Di tengah riuh rendah dunia digital di era AI yang sedang kita arungi, ada satu hal yang tetap bertahan sejak berabad-abad: emas. Dari prasasti kerajaan di Jawa kuno, mas kawin yang diwariskan turun-temurun, sampai gelang sederhana yang dipakai emak-emak di pasar, emas selalu hadir sebagai bahasa universal tentang nilai dan keberlanjutan. Ia tidak sekadar perhiasan tubuh, melainkan cara manusia menyimpan hasil jerih payahnya. Hari ini, wajah emas berubah lagi: bukan hanya di toko perhiasan, melainkan juga di layar gawai digital kita, hadir dalam bentuk tabungan digital yang bisa dimulai bahkan dengan recehan.Â
Jejak emas selalu muncul di persimpangan penting sejarah bangsa kita. Kerajaan-kerajaan kuno menempatkannya sebagai simbol kebesaran. Dalam adat pernikahan, emas menjadi semacam alat penjamin masa depan. Dan ketika badai krisis moneter 1998 menghantam, emas kembali berperan sebagai penyelamat. Rupiah ambruk, kepanikan meluas, dan pemerintah mencari cara memulihkan kepercayaan publik. Kala itu, artis dan tokoh publik ikut bergerak, ada yang melepas perhiasannya, ada yang merupiahkan dolar sebagai wujud solidaritas. Potongan cincin, kalung, keris berlapis emas, hingga dolar yang ditukarkan, semuanya mencerminkan tekad bersama.Â
Gerakan Aku Cinta Rupiah (GACR) pun lahir. Dari pejabat hingga seniman, masyarakat diajak menukarkan dolar atau menyerahkan emas demi memperkuat cadangan negara. Secara ekonomi memang tak mampu menahan badai, tapi secara moral gerakan ini jadi booster semangat yang membangkitkan kesadaran bahwa menjaga rupiah dan emas sama artinya dengan upaya menyelamatkan dan menjaga harga diri bangsa.

Baris dataset
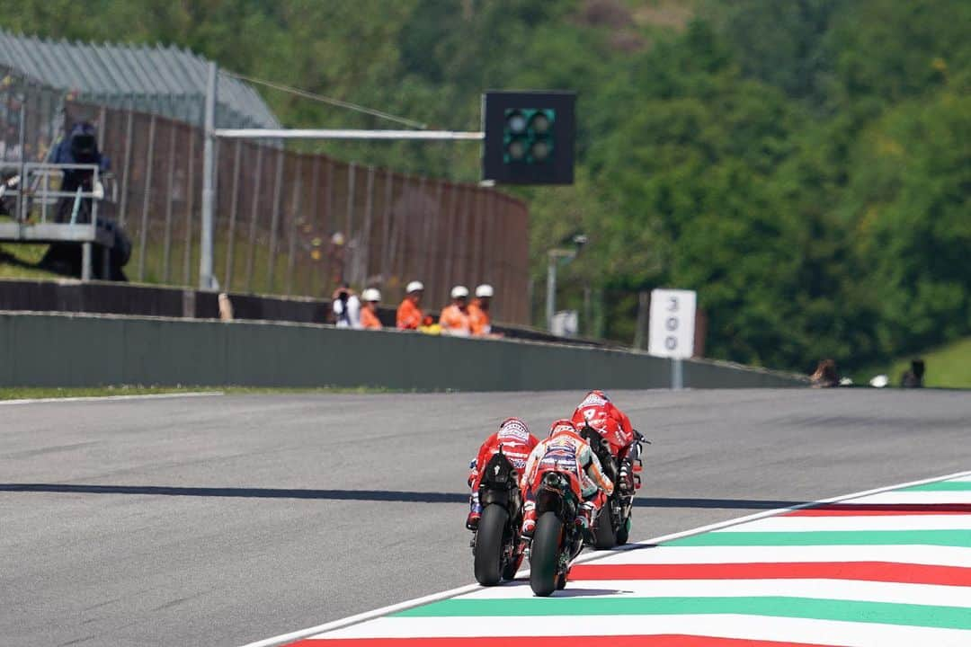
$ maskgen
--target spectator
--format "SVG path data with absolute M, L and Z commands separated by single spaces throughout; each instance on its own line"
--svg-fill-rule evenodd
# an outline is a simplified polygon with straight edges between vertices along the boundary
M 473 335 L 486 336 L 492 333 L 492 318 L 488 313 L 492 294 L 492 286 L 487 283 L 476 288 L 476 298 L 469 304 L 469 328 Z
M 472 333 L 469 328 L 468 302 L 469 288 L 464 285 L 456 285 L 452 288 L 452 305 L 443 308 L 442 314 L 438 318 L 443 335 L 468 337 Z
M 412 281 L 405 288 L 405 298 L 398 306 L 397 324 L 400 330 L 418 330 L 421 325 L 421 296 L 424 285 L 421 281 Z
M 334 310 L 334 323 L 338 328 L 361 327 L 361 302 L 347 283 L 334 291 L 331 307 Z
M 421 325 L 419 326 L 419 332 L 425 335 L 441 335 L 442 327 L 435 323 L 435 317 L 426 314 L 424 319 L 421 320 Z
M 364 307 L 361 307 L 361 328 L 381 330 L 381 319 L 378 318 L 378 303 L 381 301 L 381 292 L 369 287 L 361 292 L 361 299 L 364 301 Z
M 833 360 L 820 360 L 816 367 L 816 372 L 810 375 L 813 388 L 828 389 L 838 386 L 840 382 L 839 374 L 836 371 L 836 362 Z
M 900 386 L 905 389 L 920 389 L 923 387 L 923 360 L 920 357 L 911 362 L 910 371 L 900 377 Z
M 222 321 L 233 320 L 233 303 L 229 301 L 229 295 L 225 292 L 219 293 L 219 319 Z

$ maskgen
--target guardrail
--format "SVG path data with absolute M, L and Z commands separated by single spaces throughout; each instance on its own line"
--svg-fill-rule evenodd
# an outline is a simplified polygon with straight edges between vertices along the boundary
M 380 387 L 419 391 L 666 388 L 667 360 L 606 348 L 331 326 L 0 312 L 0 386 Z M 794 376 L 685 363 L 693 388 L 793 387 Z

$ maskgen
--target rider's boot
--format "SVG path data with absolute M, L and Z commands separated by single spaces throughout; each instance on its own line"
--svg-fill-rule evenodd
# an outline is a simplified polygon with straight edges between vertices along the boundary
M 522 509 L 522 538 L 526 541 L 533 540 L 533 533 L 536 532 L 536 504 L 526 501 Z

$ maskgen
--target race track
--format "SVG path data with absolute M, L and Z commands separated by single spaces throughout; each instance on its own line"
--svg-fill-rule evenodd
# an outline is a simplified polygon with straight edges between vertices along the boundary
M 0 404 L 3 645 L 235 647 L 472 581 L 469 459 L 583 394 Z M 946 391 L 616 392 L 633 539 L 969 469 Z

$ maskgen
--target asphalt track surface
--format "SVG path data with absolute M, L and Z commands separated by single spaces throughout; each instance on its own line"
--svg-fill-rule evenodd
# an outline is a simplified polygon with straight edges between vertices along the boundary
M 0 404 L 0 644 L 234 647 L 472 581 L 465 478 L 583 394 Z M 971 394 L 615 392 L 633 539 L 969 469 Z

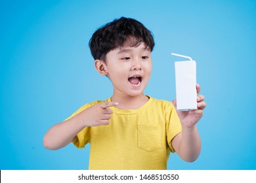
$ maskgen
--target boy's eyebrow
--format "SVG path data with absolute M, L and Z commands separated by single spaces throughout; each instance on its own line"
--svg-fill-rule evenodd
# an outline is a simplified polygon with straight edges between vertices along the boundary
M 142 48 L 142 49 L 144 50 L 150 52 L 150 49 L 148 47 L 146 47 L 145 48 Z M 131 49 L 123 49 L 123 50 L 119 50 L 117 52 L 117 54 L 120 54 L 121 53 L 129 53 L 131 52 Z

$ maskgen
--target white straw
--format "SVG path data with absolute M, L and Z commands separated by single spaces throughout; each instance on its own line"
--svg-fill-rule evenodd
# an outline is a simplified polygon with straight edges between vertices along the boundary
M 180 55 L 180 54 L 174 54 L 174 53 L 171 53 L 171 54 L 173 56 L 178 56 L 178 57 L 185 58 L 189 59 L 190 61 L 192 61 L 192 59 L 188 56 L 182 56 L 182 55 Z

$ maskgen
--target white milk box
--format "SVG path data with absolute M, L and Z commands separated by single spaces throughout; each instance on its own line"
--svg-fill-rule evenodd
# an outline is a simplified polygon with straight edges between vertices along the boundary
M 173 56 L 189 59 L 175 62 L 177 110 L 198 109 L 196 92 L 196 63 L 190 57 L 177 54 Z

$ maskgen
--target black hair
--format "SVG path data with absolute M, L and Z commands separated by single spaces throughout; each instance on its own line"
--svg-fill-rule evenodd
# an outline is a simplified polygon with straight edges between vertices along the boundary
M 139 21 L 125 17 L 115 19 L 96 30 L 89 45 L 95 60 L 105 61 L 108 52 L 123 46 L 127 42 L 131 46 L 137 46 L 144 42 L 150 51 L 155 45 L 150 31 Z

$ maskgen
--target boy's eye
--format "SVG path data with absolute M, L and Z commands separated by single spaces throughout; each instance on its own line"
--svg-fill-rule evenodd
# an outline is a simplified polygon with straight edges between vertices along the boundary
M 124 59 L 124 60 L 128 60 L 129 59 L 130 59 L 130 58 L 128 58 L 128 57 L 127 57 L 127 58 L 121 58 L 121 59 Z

---

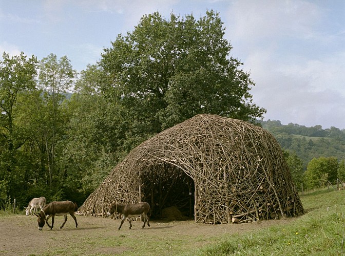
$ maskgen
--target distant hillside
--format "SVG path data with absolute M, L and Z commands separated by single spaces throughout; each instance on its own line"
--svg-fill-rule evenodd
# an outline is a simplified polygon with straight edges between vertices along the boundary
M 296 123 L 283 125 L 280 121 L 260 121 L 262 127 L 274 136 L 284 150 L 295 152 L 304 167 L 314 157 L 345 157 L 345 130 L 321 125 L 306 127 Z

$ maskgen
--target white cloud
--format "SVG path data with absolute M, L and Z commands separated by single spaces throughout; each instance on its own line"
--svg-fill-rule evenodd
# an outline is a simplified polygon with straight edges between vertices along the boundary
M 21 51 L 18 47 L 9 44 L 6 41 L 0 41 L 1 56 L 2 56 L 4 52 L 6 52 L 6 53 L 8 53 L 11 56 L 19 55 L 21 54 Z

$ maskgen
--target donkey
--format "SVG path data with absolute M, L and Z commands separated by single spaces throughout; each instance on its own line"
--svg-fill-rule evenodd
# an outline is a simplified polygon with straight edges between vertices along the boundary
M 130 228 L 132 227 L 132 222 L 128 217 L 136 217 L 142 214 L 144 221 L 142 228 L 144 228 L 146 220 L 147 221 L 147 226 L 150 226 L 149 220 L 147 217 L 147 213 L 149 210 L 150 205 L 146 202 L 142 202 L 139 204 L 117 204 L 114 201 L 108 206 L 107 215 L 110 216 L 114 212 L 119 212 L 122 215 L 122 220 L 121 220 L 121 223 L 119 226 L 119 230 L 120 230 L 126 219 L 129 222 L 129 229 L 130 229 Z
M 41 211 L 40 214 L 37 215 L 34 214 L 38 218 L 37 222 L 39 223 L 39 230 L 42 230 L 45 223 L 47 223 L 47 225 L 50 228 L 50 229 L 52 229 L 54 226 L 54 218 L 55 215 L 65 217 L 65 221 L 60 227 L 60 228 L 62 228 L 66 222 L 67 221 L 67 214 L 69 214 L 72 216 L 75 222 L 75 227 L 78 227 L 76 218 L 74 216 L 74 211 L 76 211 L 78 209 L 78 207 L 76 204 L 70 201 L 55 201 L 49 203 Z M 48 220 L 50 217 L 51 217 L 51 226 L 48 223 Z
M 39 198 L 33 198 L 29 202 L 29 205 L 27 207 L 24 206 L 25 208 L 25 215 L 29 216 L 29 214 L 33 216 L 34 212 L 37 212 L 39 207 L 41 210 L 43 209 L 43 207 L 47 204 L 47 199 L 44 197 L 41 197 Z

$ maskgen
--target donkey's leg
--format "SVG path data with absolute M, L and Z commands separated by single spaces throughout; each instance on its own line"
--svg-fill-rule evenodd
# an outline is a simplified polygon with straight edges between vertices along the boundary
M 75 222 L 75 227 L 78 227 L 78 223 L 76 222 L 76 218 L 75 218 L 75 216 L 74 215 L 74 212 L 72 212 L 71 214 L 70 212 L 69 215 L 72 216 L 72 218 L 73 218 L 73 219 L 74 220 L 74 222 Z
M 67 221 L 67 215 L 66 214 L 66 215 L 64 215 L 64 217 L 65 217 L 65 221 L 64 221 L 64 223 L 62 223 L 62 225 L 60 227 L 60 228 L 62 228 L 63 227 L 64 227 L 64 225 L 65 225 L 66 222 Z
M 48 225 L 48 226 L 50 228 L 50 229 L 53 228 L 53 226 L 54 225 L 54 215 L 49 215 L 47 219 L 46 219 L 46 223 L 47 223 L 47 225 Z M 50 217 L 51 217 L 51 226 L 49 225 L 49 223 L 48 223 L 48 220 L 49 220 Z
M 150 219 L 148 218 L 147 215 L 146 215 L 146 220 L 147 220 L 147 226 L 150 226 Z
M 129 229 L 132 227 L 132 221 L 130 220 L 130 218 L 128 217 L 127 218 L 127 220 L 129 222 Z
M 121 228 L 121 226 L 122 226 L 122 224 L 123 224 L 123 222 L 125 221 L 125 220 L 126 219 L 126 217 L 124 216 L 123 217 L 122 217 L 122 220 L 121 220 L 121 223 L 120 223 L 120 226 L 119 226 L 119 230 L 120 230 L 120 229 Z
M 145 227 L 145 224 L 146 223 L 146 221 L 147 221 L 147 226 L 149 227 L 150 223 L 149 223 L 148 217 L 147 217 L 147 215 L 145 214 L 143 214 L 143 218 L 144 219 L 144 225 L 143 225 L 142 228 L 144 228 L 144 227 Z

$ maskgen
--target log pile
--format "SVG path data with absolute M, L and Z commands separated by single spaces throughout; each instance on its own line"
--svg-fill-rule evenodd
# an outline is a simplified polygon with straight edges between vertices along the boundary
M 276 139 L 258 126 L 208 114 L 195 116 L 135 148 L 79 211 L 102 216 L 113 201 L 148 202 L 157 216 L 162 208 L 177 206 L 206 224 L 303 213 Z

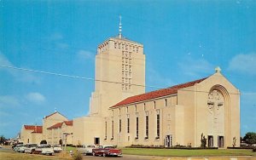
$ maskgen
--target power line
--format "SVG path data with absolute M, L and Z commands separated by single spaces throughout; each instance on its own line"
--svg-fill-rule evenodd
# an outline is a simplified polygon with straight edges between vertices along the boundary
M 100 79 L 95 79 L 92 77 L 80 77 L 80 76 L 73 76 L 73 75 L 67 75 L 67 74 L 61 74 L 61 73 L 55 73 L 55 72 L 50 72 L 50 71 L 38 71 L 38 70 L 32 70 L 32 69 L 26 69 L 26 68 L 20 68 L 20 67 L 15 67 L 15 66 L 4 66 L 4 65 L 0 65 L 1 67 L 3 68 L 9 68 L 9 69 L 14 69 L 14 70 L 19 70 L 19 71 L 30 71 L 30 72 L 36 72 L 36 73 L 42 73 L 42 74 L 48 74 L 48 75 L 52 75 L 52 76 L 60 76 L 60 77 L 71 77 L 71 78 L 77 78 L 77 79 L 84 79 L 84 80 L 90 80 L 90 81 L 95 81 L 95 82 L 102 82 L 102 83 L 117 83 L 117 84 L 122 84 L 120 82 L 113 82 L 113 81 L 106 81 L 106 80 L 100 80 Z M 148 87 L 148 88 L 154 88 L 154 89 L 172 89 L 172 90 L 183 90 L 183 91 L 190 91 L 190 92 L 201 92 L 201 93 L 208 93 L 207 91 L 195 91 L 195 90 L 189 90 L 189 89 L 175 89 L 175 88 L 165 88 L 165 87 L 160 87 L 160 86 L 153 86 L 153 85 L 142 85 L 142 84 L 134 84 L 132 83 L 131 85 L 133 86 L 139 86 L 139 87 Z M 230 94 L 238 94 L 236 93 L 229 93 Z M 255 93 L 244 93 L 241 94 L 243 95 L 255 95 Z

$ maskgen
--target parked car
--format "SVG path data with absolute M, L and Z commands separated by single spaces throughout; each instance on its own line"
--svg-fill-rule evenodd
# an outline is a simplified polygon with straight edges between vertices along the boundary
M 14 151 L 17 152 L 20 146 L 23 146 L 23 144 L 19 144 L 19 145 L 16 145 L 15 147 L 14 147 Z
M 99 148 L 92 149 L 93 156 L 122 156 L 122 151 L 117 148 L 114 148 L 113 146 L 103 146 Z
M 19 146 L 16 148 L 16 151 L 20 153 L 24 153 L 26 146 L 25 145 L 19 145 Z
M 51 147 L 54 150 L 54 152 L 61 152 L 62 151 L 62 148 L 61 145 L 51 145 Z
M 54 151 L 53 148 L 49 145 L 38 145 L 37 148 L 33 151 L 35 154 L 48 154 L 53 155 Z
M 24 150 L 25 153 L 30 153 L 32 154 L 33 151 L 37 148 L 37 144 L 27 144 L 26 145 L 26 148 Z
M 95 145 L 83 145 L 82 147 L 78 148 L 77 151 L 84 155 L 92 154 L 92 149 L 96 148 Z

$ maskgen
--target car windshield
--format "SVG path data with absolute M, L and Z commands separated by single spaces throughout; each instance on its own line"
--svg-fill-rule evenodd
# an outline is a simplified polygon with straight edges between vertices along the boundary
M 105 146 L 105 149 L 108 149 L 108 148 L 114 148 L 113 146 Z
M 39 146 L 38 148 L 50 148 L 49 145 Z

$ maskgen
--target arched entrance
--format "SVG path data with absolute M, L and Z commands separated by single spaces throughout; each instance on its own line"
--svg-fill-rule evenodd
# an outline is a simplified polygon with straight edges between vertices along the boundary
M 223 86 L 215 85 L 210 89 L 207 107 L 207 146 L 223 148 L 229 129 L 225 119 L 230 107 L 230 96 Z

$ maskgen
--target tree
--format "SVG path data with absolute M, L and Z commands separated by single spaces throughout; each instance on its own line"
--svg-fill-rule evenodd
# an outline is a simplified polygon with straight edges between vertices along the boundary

* * *

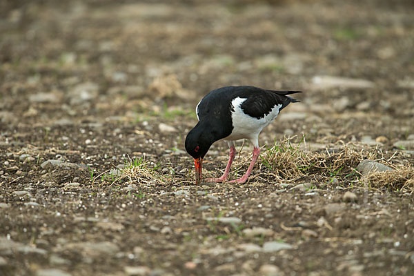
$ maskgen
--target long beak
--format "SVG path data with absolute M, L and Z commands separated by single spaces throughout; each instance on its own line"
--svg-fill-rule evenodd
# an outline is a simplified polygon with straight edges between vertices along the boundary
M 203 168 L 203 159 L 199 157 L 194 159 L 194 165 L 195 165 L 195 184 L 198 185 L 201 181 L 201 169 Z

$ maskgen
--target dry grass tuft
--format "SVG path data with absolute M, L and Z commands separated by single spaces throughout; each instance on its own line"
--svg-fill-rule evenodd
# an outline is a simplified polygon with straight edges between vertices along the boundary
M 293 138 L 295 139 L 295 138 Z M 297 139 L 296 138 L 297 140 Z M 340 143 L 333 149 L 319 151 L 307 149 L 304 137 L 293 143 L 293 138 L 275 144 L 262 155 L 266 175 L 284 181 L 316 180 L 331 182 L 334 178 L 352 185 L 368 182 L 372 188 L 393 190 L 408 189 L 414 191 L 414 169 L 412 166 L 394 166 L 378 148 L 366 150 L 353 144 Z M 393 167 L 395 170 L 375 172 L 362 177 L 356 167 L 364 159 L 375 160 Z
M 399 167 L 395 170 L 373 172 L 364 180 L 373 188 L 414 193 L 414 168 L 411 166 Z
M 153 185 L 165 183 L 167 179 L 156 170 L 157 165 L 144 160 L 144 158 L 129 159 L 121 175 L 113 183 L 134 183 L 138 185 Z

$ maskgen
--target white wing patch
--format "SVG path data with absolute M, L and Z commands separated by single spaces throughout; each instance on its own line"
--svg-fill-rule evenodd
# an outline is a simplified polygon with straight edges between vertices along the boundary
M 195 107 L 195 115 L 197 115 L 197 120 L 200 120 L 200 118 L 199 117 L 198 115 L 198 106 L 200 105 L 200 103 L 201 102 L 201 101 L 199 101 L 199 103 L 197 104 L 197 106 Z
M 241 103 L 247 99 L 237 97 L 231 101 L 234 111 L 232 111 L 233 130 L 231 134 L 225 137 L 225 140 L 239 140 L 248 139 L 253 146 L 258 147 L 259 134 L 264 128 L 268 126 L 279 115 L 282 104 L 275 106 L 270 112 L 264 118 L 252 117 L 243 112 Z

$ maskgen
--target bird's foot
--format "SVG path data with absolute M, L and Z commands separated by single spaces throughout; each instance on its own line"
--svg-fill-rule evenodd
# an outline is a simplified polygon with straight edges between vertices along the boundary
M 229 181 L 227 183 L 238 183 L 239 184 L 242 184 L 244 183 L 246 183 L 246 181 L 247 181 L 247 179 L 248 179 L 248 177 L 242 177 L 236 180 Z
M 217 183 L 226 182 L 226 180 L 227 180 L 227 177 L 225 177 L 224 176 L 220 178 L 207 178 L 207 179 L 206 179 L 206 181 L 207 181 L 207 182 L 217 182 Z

### Yang Harus Dikerjakan
(1) Menurut teks tentang emas, gerakan apa yang lahir ketika krisis moneter 1998 melanda?
(2) Lanjutkan teks tentang emas mulai dari kalimat terakhirnya.
Baris-baris data merupakan bahan yang terpisah dari teks tentang emas.

### Daftar Jawaban
(1) Gerakan Aku Cinta Rupiah (GACR).

(2)
Sejak ribuan tahun silam, emas sudah dipercaya lintas budaya sebagai alat tukar. Jalur sutra memperdagangkannya dari Asia ke Eropa, kerajaan Nusantara menggunakannya dalam transaksi, hingga akhirnya dunia menjadikannya standar keuangan global. Alasannya jelas: emas langka tapi tak mustahil ditemukan, mudah dibagi tanpa kehilangan nilai, tak berkarat, dan tahan lama. Bangsa Lydia di Asia Kecil bahkan tercatat sebagai yang pertama mencetak koin emas pada abad ke-6 SM. Dari sana emas menempuh perjalanan panjang sebagai jaminan nilai universal.
Pada abad modern, sistem keuangan dunia sempat resmi menggunakan apa yang disebut gold standard. Artinya, setiap lembar uang kertas yang beredar dijamin cadangan emas di bank sentral. Namun sistem ini akhirnya ditinggalkan pada awal 1970-an, ketika kebutuhan mencetak uang melebihi cadangan emas yang tersedia. Sejak itu, nilai mata uang tidak lagi ditopang langsung oleh emas, melainkan oleh kepercayaan pada pemerintah dan stabilitas ekonomi. Meski begitu, reputasi emas sebagai simbol kepercayaan global tetap bertahan sampai hari ini.
Kini, di era digital, emas mendapat bentuk baru. Tabungan receh yang dulunya mustahil, kini bisa dimulai dengan Rp. 10 ribu atau Rp. 20 ribu. Mahasiswa atau generasi muda yang melek literasi finansial bisa menyisihkan uang jajan, pedagang bisa menaruh sisa omzet harian. Semua tercatat rapi di saldo emas digital. Inilah yang mengubah cara pandang: emas bukan lagi milik kaum berada, tapi menjadi kebiasaan sederhana yang bisa diakses siapa pun.
Data terbaru menunjukkan tren ini makin masif. Sampai akhir 2024, saldo Tabungan Emas Pegadaian sudah menembus sekitar 10,33 ton yang dimiliki jutaan nasabah. Sementara itu, produk Deposito Emas melalui aplikasi Pegadaian Digital Service pada Januari 2025 telah mencapai 118 kilogram. Angka-angka ini menegaskan bahwa menabung emas bukan sekadar wacana, tetapi mulai mengakar sebagai perilaku finansial masyarakat.
Visi besar bangsa kita adalah Indonesia Emas 2045. Sebuah gagasan agar di usia 100 tahun kemerdekaan, Indonesia berdiri sebagai negara maju, mandiri, dan berkelanjutan. Tapi bagaimana mungkin itu tercapai jika budaya menabung masih rapuh? Generasi muda kerap lebih rajin top up game yang diperparah dengan top up judol, atau langganan aplikasi hiburan ketimbang menyiapkan tabungan jangka panjang. Padahal, daya tahan ekonomi bangsa bukan hanya soal investasi raksasa, melainkan juga konsistensi langkah kecil warganya.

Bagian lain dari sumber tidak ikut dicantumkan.